Records for the exercise:

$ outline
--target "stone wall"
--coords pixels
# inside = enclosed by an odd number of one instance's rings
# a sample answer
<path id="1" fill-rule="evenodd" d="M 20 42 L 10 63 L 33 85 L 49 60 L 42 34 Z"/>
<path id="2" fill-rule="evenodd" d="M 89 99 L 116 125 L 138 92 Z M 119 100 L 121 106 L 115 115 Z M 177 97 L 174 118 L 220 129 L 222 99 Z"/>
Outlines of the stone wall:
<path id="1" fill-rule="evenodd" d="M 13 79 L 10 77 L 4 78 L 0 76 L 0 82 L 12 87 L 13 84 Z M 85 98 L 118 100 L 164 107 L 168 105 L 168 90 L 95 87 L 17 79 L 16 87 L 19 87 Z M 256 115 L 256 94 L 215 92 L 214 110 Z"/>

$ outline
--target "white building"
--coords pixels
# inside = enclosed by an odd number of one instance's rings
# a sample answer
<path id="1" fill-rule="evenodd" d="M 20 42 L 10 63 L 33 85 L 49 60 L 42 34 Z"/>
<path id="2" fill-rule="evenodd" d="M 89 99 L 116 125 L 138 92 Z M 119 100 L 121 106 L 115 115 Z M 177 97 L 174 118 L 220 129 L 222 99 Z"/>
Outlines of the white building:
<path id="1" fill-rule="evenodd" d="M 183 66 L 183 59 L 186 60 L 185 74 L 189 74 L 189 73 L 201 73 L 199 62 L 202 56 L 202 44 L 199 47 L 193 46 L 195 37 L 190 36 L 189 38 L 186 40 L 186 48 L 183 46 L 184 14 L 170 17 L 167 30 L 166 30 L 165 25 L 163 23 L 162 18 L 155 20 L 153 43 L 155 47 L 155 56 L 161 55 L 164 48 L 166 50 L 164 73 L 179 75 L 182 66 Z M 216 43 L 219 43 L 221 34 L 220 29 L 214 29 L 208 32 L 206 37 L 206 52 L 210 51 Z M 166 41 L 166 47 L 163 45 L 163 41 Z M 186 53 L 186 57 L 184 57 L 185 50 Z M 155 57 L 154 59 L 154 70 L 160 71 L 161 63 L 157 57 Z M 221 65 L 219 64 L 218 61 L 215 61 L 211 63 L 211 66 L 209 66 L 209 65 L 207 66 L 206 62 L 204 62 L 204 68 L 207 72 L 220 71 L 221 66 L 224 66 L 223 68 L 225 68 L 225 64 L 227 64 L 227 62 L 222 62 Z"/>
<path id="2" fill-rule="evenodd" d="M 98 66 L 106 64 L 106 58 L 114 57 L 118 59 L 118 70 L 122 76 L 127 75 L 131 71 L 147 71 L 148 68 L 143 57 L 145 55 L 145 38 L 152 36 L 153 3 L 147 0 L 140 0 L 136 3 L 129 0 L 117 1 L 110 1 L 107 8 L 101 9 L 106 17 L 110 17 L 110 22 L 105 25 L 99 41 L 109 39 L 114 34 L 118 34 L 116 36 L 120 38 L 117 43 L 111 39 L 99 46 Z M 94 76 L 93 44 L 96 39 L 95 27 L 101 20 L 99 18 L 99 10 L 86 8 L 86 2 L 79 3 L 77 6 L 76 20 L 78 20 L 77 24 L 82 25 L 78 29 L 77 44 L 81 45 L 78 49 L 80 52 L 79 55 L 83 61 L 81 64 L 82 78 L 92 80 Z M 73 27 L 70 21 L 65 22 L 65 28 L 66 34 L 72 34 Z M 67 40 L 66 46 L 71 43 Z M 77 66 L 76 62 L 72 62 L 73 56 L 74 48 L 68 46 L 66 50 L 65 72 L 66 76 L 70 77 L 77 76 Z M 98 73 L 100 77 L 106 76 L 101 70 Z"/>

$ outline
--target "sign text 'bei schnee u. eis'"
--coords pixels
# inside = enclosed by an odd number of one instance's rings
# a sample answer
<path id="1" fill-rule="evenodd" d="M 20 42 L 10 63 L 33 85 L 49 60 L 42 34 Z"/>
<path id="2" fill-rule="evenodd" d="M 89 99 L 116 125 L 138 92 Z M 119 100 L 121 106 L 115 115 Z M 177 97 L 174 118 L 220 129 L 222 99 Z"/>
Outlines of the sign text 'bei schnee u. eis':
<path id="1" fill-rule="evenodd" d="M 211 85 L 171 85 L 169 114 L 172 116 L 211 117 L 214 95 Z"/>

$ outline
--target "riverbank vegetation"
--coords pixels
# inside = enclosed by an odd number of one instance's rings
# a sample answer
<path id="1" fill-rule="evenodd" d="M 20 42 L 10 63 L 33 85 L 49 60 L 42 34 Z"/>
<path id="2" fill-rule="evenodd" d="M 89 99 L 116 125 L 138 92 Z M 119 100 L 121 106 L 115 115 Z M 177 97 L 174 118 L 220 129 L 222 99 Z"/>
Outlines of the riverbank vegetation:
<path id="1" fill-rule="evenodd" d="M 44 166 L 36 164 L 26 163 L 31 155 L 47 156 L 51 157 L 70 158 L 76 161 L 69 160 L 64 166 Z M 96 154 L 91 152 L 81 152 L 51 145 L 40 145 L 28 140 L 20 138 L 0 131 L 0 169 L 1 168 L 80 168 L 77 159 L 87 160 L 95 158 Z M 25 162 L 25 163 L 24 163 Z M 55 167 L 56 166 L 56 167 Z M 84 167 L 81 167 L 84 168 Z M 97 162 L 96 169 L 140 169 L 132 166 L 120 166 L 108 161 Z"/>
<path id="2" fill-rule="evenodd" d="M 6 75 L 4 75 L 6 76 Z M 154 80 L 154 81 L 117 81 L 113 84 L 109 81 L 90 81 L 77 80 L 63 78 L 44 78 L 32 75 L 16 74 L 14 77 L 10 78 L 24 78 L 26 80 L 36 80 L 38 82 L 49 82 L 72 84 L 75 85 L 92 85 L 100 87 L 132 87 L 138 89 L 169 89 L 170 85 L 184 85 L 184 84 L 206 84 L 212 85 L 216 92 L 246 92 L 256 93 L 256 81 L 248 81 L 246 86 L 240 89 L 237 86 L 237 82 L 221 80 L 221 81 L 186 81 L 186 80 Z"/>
...
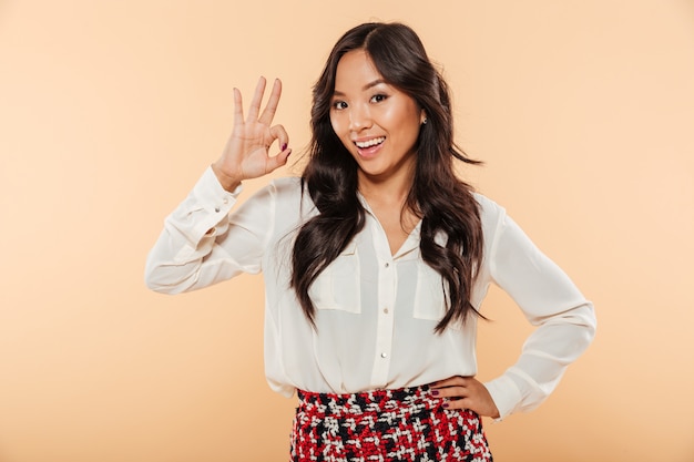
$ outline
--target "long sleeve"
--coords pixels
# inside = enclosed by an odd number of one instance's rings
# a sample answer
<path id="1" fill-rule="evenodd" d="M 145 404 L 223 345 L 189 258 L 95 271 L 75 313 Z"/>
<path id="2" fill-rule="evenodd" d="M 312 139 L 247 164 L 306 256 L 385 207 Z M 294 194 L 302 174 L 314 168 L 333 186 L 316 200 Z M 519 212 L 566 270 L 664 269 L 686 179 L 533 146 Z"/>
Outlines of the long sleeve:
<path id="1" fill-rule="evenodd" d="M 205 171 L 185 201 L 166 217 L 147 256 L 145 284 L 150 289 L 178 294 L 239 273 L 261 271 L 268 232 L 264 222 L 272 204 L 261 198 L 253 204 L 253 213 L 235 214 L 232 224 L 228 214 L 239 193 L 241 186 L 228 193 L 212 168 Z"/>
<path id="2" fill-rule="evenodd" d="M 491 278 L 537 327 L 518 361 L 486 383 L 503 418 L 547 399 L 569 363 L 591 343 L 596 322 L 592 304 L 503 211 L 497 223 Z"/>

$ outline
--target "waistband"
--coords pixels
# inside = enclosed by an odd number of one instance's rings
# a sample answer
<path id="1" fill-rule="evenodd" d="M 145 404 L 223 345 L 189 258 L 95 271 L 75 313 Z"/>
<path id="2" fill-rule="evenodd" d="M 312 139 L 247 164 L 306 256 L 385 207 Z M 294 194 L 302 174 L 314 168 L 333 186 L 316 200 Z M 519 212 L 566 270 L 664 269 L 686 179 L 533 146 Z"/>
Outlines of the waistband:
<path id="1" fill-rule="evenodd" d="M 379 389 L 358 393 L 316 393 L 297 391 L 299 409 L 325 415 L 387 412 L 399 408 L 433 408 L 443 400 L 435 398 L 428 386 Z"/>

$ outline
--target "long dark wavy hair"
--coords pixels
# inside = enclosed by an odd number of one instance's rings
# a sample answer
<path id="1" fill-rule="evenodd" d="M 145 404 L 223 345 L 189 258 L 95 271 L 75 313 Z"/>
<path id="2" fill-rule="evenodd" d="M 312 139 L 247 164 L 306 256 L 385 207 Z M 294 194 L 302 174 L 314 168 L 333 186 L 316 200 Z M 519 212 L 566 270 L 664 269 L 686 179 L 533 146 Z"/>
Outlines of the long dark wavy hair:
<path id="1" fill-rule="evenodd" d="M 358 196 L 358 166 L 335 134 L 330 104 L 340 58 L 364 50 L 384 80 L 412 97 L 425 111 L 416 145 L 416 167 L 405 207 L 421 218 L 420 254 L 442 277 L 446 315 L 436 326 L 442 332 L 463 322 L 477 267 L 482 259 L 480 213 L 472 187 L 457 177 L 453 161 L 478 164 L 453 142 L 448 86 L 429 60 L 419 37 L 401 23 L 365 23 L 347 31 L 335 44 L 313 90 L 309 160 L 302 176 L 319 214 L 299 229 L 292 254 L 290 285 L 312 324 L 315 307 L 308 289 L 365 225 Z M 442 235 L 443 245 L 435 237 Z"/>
...
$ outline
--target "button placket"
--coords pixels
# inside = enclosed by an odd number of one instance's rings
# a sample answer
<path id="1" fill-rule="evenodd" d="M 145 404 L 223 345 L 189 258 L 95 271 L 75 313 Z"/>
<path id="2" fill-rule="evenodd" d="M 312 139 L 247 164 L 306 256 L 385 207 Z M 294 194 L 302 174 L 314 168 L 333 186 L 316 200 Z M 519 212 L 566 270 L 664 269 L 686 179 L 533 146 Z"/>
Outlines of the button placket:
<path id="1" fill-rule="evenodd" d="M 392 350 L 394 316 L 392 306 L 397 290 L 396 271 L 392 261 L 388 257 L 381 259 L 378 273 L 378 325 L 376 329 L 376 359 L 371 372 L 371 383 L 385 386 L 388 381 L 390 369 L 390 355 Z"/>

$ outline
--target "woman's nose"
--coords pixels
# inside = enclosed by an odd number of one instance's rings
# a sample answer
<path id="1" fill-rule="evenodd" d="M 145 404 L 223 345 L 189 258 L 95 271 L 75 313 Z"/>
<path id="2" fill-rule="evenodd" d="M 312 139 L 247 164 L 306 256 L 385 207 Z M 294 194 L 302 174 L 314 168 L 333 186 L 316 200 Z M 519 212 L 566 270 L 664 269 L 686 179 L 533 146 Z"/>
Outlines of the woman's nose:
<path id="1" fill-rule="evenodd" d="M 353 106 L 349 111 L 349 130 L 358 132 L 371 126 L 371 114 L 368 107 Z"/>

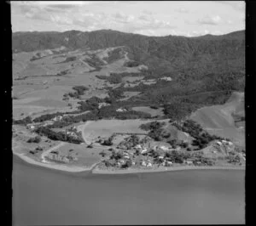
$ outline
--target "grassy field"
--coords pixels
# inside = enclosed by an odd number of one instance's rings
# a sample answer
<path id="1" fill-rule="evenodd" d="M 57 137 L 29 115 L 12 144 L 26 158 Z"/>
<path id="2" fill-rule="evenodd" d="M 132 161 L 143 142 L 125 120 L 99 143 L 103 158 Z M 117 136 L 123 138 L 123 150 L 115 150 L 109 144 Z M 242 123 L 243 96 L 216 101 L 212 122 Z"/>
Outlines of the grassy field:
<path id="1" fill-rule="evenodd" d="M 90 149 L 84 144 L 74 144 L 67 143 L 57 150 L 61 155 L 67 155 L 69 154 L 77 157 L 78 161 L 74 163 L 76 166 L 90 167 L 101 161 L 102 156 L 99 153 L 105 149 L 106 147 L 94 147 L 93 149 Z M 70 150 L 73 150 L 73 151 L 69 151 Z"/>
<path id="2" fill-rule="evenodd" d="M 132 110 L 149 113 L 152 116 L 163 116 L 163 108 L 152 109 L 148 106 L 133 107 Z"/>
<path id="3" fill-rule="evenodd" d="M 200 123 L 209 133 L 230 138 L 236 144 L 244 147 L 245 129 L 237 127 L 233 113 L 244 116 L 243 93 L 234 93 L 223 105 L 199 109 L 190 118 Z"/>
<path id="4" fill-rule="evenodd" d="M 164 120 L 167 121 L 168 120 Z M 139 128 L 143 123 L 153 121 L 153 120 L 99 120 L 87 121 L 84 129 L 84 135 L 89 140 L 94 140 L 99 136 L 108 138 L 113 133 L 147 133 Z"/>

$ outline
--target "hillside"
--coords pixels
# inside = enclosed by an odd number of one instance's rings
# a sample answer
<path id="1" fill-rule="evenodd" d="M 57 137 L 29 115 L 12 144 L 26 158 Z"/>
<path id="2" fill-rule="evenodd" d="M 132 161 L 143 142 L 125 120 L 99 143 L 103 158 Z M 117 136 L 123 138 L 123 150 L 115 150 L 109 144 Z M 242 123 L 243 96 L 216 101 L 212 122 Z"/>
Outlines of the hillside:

Work to complete:
Please locate each line in the records above that contains the string "text" and copy those lines out in full.

Reply to the exercise:
--target "sign text 'bei schnee u. eis'"
Outlines of the sign text 'bei schnee u. eis':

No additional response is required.